(MATERIAL PROVIDED)

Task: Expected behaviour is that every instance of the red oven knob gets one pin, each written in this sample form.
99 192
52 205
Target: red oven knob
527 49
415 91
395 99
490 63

(End MATERIAL PROVIDED)
(MATERIAL PROVIDED)

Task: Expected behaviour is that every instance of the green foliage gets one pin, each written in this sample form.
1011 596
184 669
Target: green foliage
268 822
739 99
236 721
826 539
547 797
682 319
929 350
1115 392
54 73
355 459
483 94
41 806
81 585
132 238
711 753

(End MATERIAL PROVIDED)

### YOUR ASSIGNMENT
Go through the lines above. Select every one that has the string "behaviour".

### WRITTEN SOLUTION
Task: Expected behaviour is that every instance of the red oven knob gets one pin, each written in this sample form.
Task: Expected behaviour is that every instance of the green foliage gets one pin, each written in this sample form.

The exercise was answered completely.